[start]
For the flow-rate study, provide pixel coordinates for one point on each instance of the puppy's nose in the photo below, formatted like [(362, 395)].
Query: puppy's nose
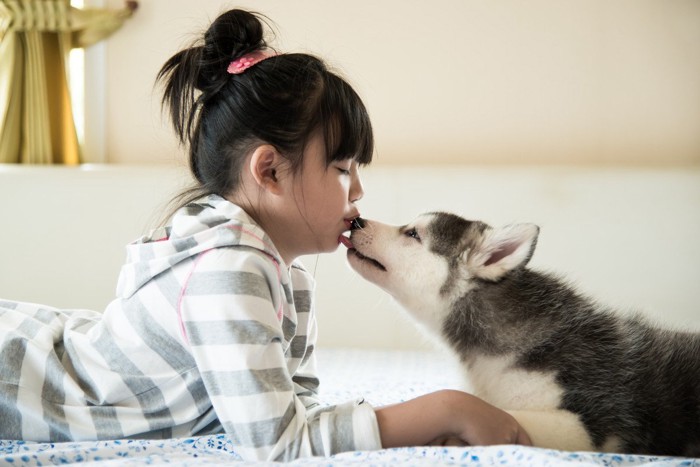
[(357, 223)]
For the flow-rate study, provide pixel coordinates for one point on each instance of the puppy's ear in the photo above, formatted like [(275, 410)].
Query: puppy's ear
[(499, 251)]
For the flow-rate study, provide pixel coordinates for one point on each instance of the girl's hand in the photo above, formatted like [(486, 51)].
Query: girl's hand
[(448, 418)]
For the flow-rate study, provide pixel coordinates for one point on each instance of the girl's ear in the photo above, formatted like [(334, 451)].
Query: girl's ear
[(265, 165), (499, 251)]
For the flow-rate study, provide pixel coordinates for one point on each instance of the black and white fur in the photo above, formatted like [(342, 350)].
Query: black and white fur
[(576, 375)]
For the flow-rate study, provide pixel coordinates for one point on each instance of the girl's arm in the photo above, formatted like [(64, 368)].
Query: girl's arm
[(447, 415)]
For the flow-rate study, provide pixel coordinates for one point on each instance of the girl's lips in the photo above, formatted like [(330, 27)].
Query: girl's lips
[(345, 241)]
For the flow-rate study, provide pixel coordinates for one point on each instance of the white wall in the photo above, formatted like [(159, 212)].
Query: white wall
[(629, 237), (499, 81)]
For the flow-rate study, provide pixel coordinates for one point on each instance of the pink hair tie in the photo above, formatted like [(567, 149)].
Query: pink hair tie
[(241, 64)]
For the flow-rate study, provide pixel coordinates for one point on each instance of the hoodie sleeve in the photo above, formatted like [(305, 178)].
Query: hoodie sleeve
[(232, 312)]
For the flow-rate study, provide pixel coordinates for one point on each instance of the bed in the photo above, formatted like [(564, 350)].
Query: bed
[(381, 377)]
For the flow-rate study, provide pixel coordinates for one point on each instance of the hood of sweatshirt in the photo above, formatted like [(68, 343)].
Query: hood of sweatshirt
[(212, 222)]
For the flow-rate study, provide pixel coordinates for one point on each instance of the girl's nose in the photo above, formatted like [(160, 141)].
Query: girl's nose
[(356, 190)]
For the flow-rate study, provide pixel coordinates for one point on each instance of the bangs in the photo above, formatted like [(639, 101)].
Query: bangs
[(345, 122)]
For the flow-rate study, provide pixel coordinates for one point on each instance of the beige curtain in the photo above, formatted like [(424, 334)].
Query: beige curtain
[(36, 119)]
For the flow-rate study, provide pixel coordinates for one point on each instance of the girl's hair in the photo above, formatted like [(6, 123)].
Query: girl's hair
[(280, 101)]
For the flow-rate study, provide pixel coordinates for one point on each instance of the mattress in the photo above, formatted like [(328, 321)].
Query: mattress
[(381, 377)]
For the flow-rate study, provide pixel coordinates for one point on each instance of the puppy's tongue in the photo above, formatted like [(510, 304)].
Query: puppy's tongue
[(345, 241)]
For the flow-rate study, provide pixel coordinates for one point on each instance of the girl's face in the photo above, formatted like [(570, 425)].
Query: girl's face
[(322, 202)]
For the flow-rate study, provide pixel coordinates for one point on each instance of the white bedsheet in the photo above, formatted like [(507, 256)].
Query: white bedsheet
[(382, 377)]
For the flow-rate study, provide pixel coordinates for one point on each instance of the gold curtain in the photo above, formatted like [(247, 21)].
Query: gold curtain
[(36, 119)]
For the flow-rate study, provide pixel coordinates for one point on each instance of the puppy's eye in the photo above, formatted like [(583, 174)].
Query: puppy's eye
[(413, 234)]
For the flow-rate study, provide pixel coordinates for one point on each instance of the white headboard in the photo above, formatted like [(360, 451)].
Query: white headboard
[(630, 237)]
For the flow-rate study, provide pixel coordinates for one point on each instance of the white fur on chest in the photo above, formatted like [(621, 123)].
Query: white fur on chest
[(496, 380)]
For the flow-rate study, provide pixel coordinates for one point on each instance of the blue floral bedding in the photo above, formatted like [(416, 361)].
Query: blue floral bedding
[(381, 377)]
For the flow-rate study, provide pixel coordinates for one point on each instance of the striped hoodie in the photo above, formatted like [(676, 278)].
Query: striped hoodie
[(210, 332)]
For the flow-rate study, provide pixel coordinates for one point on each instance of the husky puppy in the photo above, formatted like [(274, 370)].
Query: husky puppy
[(575, 375)]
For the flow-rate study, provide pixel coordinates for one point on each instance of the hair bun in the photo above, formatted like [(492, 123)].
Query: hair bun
[(231, 35)]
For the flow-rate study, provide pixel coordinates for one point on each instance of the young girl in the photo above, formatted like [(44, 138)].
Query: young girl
[(213, 328)]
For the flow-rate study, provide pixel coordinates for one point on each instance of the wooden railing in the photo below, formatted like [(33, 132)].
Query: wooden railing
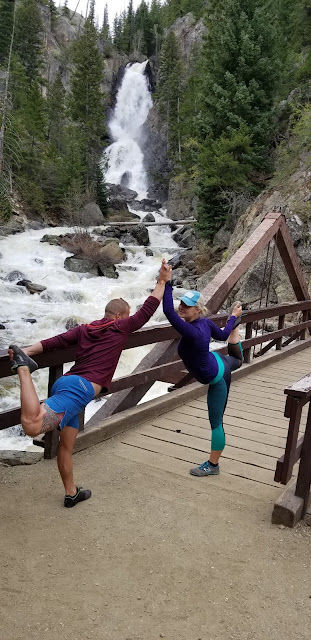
[(298, 395), (173, 371)]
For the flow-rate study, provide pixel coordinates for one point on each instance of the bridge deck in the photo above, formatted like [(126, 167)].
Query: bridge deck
[(255, 428)]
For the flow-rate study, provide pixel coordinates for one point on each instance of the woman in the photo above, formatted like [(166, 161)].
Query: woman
[(206, 366)]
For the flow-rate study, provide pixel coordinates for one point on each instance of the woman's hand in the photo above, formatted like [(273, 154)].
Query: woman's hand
[(237, 310)]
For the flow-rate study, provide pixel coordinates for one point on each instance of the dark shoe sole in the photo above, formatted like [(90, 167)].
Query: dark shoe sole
[(20, 359), (81, 495)]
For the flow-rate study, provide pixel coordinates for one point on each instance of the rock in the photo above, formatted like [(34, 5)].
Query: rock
[(80, 265), (140, 233), (54, 240), (31, 286), (182, 203), (118, 192), (71, 323), (109, 271), (14, 276), (92, 214), (30, 455), (127, 238), (148, 218)]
[end]
▶ _Task details_: Rewrite all the entries above, swapping "pixel coordinates" for "image coordinates" wherever it occurs and keeping everything else unchanged. Omit the pictures from your answer.

▶ _Solution_:
For the flow-rate study, provide image coordinates for one point on each instance of the puppy's nose in the photo below, formatted like [(362, 395)].
Query: puppy's nose
[(357, 223)]
For the flow-rate study, provide image coordinates for one point on each instance of the puppy's ear in the photo above, formatted like [(275, 410)].
Query: puppy's ear
[(499, 251)]
For the flow-rate study, provide image coordinates for one point on each instance of the girl's hand in the photo above, formatted like [(486, 51)].
Query: girl's hand
[(448, 418)]
For the flow-rate study, provide image coordinates for one point on each instance of the girl's ear in the photo above, formatted like [(334, 451)].
Query: girl's ear
[(265, 165), (499, 251)]
For the flow-rate study, provide image coordinates for one point on each instance of the black and white fur in the photo above, formatted like [(342, 350)].
Query: black and white fur
[(576, 375)]
For the flow-rate study, provide image coordinates for one point on each instance of the girl's arm in the photo above, formatted like [(64, 368)].
Query: girl's arm
[(447, 415)]
For the flow-rate study, provide image coordinates for one point on each instance of the girl's lips in the photo above, formatted like [(330, 27)].
Query: girl's lips
[(345, 241)]
For the flow-rate study, provide image coordinates for one point on each instance of the white wall in the photo above, formatted like [(159, 212)].
Query: white wall
[(629, 237), (499, 81)]
For the flow-rate study, provide image coordinates for one point on each instance of the pink hair tie in the photo above, formatted like [(567, 149)].
Query: pink hair tie
[(241, 64)]
For the flow-rate study, provide image coordinates for one point on each instance of the hoodie sleeve in the photo above, formatted like [(305, 178)].
Query: hoodie sleeve
[(232, 312)]
For the flow-rate study, provide image coordinates for one point on each instance of the bed in the photo above, formatted like [(564, 350)].
Query: bed
[(381, 377)]
For the flow-rate study, provide image coordinates for one point on each instance of the hood of sweatshirt in the photo above, formatted like [(68, 343)].
Query: hood of sweatshirt
[(212, 222)]
For the flow-rate study, provide image coordinates for one point on each instance of the girl's nose in the photo above, formatted like [(160, 141)].
Query: girl's nose
[(356, 190)]
For the flow-rate study, provide image coordinates for one point on each instance of the bangs in the photo above, formatted like [(639, 101)].
Query: bangs
[(345, 122)]
For the flow-rate study, provide image coordinates for one point on each instance of the beige curtain in the photo above, formatted like [(424, 334)].
Query: beige curtain
[(36, 119)]
For the flow-rate study, provide image coordinates for one point on each instance of the girl's hair in the photo above, formatted like [(6, 123)].
Query: girl's hair
[(280, 101)]
For the flow-rate study, provide image coordinates for one point on each instance of the mattress in the photo above, formatted like [(328, 321)].
Query: mattress
[(381, 377)]
For the flow-rate study, provide image coordinates for one point on each instance of the puppy's tongue in the photo above, formatted like [(510, 304)].
Query: puppy's tongue
[(345, 241)]
For the flow-rate study, provide image coordinates for one point on each instance of the girl's face in the photo above, formatted like [(570, 425)].
Query: girl's face
[(322, 202)]
For the flow-rate study, provide image coordinates for one point on each instance of the white bedsheet in the photo above, formatted like [(507, 256)].
Query: white bedsheet
[(382, 377)]
For the flow-rate study, provide image coordinates for one point on each instance of the gold curtain in the photo above, formatted like [(247, 21)].
Query: gold curtain
[(36, 119)]
For the flow-rate study, provide image coordinates for one point on each instance of the puppy's eye in the photo above, formatted like [(583, 174)].
Query: puppy's eye
[(413, 234)]
For the flow-rate study, provide image coordinates for one point on each instance of the white headboard in the photo above, formatted like [(360, 451)].
Query: white headboard
[(630, 237)]
For the flow-rate study, provide image coordinates for one point on each instance of the white fur on chest in the photo above, formatted like [(621, 123)].
Query: white fur on chest
[(496, 380)]
For the flow-rate study, provide image coordinates for one point on each instance of the blue floral bedding in the photo above, formatted like [(416, 361)].
Query: blue floral bedding
[(381, 377)]
For the flow-rate study, provide image coordinates for one point on each instance of the striped hoodie in the photo above, formatted like [(676, 278)].
Query: striped hoodie
[(210, 332)]
For the flow-rate study, provide image coordinates for one point on each instance of the husky puppy in the photo above, formatted like [(274, 370)].
Query: husky puppy
[(575, 375)]
For the flow-rate study, provide image coordinates for one point on each instance of the hair bun in the photo above, formatted like [(492, 123)].
Query: hair bun
[(231, 35)]
For the flow-rate study, provide image coordinates for one point on each instance of the young girl in the photo above, formatted like [(44, 138)].
Query: young girl
[(213, 328)]
For the flow-rate study, provide image coordinates for one point on each instance of the wooden railing in the photo below, formatted like [(33, 132)].
Query: wooden railing
[(298, 395), (173, 371)]
For the flow-rate study, provide image coordinates for one point on each instance of the bridge deck in the photo above, formatted like [(126, 167)].
Query: bridge deck
[(255, 428)]
For the flow-rate study, provide image coordinates for one point on each instance of the woman in the photo above, formatted like [(166, 161)].
Query: woman
[(206, 366)]
For the flow-rate study, provide image coordinates for one point on each instance of the woman's hand in the photo above, formatted like [(273, 154)].
Query: woman's hand
[(237, 310)]
For the flow-rate study, provide image coordinates for one point on each instance of the dark shoe sole in the photo above, formatted like [(90, 167)].
Query: dark shoe sole
[(20, 359), (81, 495)]
For the flow-rate study, provide image coordinates for one point on each instance of the rock in the photo above, formatted like [(34, 5)].
Query: rock
[(80, 265), (140, 233), (54, 240), (31, 286), (182, 203), (118, 192), (71, 323), (109, 271), (14, 276), (92, 214), (30, 455), (127, 238), (148, 218)]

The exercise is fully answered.